== DATASET EXCERPTS

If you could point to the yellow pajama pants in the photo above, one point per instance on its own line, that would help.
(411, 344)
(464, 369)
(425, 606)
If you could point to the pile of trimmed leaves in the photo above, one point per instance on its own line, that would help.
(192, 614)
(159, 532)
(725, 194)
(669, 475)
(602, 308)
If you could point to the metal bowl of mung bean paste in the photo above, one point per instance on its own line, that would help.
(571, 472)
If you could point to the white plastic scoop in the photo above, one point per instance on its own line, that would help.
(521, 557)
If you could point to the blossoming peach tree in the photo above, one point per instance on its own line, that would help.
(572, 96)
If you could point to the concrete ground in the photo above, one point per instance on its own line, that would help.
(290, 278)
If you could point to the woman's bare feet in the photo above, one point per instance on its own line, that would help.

====

THE PROBLEM: Would you restate the entries word for word, omitting none?

EXERCISE SOLUTION:
If you could point to the yellow pajama pants in the photo above, one point per instance on its own line, that would help.
(411, 344)
(464, 369)
(425, 606)
If you could point to the pile of trimmed leaves in the photo above, one point per instance on its own line, that would help.
(192, 614)
(159, 532)
(725, 194)
(669, 475)
(602, 308)
If you could point to the metal bowl of mung bean paste in the photo above, one point per instance on its own line, that would help.
(571, 472)
If you could point to the white plastic scoop in the photo above, one point per instance on its own line, that would help.
(521, 557)
If you could point to the blossoming peach tree in the photo above, one point per instance on its own line, that would help.
(572, 96)
If you could point to the concrete ground in the photo above, one point per instance on its own line, that would help.
(290, 278)
If you could point to the woman's bare feet in the photo above, one point per instance on its own line, that would help.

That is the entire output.